__REQUIRED WORK__
Retype, word for word, the section of the post about the "Breakers" record that opens with the words containing "Rock Hard: The recent" and closes with "translated interview below.".

Rock Hard: The recent interview I did with Rock Hard magazine came out last week. The online version came out 2 weeks ago and I think the printed version dropped last week. I thought I would share it today. I’m very grateful that they would reach out to me and ask the questions they did. When I think about all the bands and heroes of mine who have been featured in this magazine over the years, I cant help but be overwhelmingly grateful and appreciative that they offered to share the story of my dear “Breakers” record. Thank you Ludwig Krammer and all at Rock Hard. I’ve included the English translated interview below.


Returning to the ashes, Breakers Vinyl Update: Back in late 2023, just before the holidays and Bella’s passing... I was fully engulfed in music videos for the Breakers record. I had a master plan. I had just completed all the filming for Long is the Road and was just beginning the final video edits when I was suddenly rerouted to Vinyl artwork layouts for the “Breakers” record. I suppose I could have whipped something together quick and that would have been ok for most people, but not me. Instead I had this notion to scour the images I collected over the years making the record. I thought it was important to include it all, the days before the fire… that magical home above the pacific… that man who first had the dream… the fire… the birth of John Evermore.. the old paint factory, my 200 north possession… the arrival of John Hadder, the tower at 408 and my little door at the LEX where I finished it all. I started this image collage at the LEX and worked backwards, arriving at the burned out images of my home in the pacific last week. Of course this was difficult for me. I won’t lie, I shed some tears last week. Bella looked so happy back then. When I see the man in those pictures, I can’t help but think about what he’s thinking and feeling at that time. During my visit of old hard drives, returning to the ashes of that home, I was reminded of why I started this record in the first place. I’m a man who usually looks ahead, perhaps because I don’t like how I feel looking in the rear-view mirror. Having said all this, I’m done sifting through hard drives and I’m closing out the layout. I’m sure the Lords at “No Remorse” will be happy to get artwork so they can start manufacturing the Vinyl. Soon enough I suppose. Sometime this spring, maybe late spring, I can see that vinyl on my desk here at the oaks with the music and words and images and memories of my time staring out at the breakers. It might just be the thing I need to keep the storms at bay.

[Dataset entries]

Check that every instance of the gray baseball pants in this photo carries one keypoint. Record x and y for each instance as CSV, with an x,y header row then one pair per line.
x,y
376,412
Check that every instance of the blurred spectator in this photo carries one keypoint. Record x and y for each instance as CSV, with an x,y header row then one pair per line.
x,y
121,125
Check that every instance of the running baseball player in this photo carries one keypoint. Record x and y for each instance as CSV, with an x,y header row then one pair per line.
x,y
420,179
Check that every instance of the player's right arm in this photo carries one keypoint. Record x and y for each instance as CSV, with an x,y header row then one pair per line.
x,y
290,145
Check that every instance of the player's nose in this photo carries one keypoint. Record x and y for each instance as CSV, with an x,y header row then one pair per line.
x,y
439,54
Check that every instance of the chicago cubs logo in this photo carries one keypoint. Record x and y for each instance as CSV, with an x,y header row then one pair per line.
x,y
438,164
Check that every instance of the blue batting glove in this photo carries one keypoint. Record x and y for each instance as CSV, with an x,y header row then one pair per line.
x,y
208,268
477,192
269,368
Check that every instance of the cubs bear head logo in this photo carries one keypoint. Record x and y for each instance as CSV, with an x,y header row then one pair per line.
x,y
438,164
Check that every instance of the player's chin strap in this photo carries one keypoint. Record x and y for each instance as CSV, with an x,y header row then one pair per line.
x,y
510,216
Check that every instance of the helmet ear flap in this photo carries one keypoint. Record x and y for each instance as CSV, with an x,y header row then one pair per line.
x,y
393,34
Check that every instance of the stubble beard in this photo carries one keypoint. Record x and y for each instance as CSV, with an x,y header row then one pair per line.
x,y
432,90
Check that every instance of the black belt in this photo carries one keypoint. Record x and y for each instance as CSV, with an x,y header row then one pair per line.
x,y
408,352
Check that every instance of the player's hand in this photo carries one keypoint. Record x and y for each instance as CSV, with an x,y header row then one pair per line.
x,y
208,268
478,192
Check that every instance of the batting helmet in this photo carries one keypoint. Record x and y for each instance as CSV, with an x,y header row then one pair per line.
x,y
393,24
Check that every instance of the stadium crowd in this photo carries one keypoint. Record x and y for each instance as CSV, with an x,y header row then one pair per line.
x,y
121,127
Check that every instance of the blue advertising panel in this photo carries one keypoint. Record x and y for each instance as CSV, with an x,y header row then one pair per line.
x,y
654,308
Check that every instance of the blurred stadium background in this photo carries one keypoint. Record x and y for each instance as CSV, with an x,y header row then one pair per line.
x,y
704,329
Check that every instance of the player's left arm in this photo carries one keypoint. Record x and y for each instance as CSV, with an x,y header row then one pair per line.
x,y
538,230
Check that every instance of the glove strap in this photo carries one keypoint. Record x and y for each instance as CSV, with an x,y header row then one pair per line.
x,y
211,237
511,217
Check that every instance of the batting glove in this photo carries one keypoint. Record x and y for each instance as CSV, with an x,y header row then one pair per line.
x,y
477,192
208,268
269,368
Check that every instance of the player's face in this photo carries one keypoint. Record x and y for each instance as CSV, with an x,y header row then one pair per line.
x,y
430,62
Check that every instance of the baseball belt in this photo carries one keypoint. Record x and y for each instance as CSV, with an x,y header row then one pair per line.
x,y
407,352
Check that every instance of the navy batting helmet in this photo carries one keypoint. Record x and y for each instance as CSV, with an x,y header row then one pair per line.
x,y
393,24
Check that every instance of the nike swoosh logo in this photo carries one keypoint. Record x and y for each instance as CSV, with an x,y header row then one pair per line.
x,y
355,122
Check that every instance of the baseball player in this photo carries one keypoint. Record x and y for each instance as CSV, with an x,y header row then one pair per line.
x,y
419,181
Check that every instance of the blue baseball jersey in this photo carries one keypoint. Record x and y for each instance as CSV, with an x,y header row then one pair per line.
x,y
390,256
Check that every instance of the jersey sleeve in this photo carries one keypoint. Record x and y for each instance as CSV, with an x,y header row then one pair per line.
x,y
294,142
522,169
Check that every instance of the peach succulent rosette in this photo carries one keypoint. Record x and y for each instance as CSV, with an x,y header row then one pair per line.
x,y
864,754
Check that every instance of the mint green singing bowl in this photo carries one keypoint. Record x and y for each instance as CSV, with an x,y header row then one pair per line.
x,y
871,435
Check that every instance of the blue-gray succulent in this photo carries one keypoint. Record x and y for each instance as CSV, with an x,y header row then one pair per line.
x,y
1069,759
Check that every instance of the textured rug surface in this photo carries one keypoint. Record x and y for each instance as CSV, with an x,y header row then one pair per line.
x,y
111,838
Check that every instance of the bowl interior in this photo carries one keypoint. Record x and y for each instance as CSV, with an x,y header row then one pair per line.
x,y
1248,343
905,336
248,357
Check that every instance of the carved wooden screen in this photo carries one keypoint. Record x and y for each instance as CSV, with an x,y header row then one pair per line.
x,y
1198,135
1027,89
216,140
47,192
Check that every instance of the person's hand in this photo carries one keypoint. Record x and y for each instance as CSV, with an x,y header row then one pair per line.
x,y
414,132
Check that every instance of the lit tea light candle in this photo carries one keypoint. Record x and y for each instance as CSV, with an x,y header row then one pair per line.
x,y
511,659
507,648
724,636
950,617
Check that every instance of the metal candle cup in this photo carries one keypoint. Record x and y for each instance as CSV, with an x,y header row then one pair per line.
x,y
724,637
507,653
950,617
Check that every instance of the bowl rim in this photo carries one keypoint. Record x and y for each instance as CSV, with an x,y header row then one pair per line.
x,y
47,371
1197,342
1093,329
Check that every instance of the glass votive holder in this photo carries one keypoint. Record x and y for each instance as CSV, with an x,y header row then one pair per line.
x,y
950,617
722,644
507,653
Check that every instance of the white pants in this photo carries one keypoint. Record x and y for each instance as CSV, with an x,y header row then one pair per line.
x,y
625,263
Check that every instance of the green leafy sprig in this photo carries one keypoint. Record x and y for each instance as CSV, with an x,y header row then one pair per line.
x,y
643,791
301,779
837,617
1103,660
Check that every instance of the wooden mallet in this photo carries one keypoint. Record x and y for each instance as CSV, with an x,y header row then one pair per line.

__THE OUTPUT__
Rock Hard: The recent interview I did with Rock Hard magazine came out last week. The online version came out 2 weeks ago and I think the printed version dropped last week. I thought I would share it today. I’m very grateful that they would reach out to me and ask the questions they did. When I think about all the bands and heroes of mine who have been featured in this magazine over the years, I cant help but be overwhelmingly grateful and appreciative that they offered to share the story of my dear “Breakers” record. Thank you Ludwig Krammer and all at Rock Hard. I’ve included the English translated interview below.